OBJECTIF A> Affiche toutes les lignes ci-dessous qui contiennent la chaîne « small ». Tiens compte de la casse.

EXTRAIT DE PAGE>
========================================

Dans la grande famille des
écrivains oubliés de notre littérature, Georges Darien, de son vrai nom Georges Hippolyte Adrien
(1862-1921), occupe une place toute particulière. Un peu plus jeune que Léon
Bloy, animé de la même verve pamphlétaire,
pauvre lui aussi, il ne connut jamais une gloire semblable à celle de son
illustre aîné. Ce n’est pourtant pas tant le talent qui les a distingués, mais
peut-être les appuis, les amis. Bloy fut le disciple de Barbey
d’Aurevilly et c’est à ce dernier qu’il
dut son lancement dans les lettres, là où Darien, farouchement indépendant,
mena sa carrière, à la lettre, seul contre tous. Le résultat est aujourd’hui
devant nous.
Né en 1862 au sein de la petite
bourgeoisie protestante, Georges Darien entra très jeune en rébellion, d’abord
contre l’armée, ensuite contre la société entière, c’est-à-dire en vrac les
cléricaux, les nationalistes, les antisémites, les marxistes, les bourgeois,
les pauvres, etc. Révolté par l’hypocrisie, la bassesse et la lâcheté de ses
contemporains, il accompagna de ses écrits les tumultes du mouvement
anarchiste qui à coups d’attentats et
d’assassinats fit trembler l’Europe à la fin du XIXe siècle. De son vivant, son
œuvre ne lui valut pas plus qu’un succès d’estime auprès d’auteurs comme Alfred
Jarry ou Alphonse Allais. Renié par sa famille, ignoré par la critique qui
ne pouvait lire sans rougir ses livres assassins, il vivota quelque temps en
publiant des articles, puis disparut à plusieurs reprises à l’étranger. On suppose
qu’il fut voleur à l’instar de Randal, héros de son roman aujourd’hui le plus célèbre, quoiqu’à notre avis
le moins bon, Le voleur. Lorsqu’il mourut en 1921, Darien n’avait donc rien à
perdre ; c’était déjà un inconnu.

========================================

LIGNES FOURNIES>
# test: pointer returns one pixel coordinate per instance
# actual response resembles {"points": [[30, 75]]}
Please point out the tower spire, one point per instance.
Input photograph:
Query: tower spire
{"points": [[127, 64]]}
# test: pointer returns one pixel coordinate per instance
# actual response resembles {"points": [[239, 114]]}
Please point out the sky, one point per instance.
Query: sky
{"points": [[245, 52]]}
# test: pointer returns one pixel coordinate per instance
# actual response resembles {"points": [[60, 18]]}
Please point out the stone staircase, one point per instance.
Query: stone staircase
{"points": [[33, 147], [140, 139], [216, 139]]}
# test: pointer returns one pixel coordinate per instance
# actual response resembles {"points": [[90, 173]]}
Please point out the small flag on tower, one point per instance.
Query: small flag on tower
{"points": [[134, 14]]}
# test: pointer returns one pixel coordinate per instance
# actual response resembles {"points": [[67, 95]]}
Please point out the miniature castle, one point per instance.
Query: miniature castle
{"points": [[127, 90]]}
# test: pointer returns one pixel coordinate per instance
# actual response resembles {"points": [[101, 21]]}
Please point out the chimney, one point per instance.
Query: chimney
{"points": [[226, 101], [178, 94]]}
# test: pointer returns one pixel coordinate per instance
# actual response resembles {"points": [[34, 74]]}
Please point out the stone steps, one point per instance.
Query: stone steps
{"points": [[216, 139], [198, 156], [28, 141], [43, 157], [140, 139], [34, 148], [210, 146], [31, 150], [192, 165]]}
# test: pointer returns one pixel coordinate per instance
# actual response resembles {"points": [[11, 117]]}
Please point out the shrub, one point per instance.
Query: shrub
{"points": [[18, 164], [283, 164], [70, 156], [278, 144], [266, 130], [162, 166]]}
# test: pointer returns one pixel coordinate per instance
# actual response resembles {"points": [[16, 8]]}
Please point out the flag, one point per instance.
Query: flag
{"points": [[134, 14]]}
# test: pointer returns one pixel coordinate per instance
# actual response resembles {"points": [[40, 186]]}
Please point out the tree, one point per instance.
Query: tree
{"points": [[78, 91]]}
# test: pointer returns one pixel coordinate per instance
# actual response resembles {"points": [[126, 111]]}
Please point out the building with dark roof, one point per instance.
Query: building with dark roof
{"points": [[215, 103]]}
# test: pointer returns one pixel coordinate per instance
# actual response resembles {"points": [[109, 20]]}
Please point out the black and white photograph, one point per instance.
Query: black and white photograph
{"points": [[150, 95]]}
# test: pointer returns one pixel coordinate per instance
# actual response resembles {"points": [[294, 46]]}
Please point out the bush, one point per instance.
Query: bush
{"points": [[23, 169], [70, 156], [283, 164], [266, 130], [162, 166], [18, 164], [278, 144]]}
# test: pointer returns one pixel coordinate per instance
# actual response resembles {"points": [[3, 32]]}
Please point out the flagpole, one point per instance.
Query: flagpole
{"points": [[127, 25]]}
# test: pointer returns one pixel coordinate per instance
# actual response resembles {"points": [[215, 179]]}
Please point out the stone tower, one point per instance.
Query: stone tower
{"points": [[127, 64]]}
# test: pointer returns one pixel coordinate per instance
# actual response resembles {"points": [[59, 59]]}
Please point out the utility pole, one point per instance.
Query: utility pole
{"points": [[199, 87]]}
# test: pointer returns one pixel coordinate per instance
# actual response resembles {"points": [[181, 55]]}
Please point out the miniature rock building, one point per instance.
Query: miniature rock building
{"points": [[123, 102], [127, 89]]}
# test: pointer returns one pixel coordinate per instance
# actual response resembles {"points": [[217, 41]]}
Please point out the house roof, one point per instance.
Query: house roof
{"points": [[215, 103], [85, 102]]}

========================================

OBJECTIF B> Cite intégralement l'extrait sur Georges Darien, sans y changer un seul mot.

RÉPONSE COMPLÈTE A>
Please point out the small flag on tower, one point per instance.
Query: small flag on tower

RÉPONSE COMPLÈTE B>
Dans la grande famille des
écrivains oubliés de notre littérature, Georges Darien, de son vrai nom Georges Hippolyte Adrien
(1862-1921), occupe une place toute particulière. Un peu plus jeune que Léon
Bloy, animé de la même verve pamphlétaire,
pauvre lui aussi, il ne connut jamais une gloire semblable à celle de son
illustre aîné. Ce n’est pourtant pas tant le talent qui les a distingués, mais
peut-être les appuis, les amis. Bloy fut le disciple de Barbey
d’Aurevilly et c’est à ce dernier qu’il
dut son lancement dans les lettres, là où Darien, farouchement indépendant,
mena sa carrière, à la lettre, seul contre tous. Le résultat est aujourd’hui
devant nous.
Né en 1862 au sein de la petite
bourgeoisie protestante, Georges Darien entra très jeune en rébellion, d’abord
contre l’armée, ensuite contre la société entière, c’est-à-dire en vrac les
cléricaux, les nationalistes, les antisémites, les marxistes, les bourgeois,
les pauvres, etc. Révolté par l’hypocrisie, la bassesse et la lâcheté de ses
contemporains, il accompagna de ses écrits les tumultes du mouvement
anarchiste qui à coups d’attentats et
d’assassinats fit trembler l’Europe à la fin du XIXe siècle. De son vivant, son
œuvre ne lui valut pas plus qu’un succès d’estime auprès d’auteurs comme Alfred
Jarry ou Alphonse Allais. Renié par sa famille, ignoré par la critique qui
ne pouvait lire sans rougir ses livres assassins, il vivota quelque temps en
publiant des articles, puis disparut à plusieurs reprises à l’étranger. On suppose
qu’il fut voleur à l’instar de Randal, héros de son roman aujourd’hui le plus célèbre, quoiqu’à notre avis
le moins bon, Le voleur. Lorsqu’il mourut en 1921, Darien n’avait donc rien à
perdre ; c’était déjà un inconnu.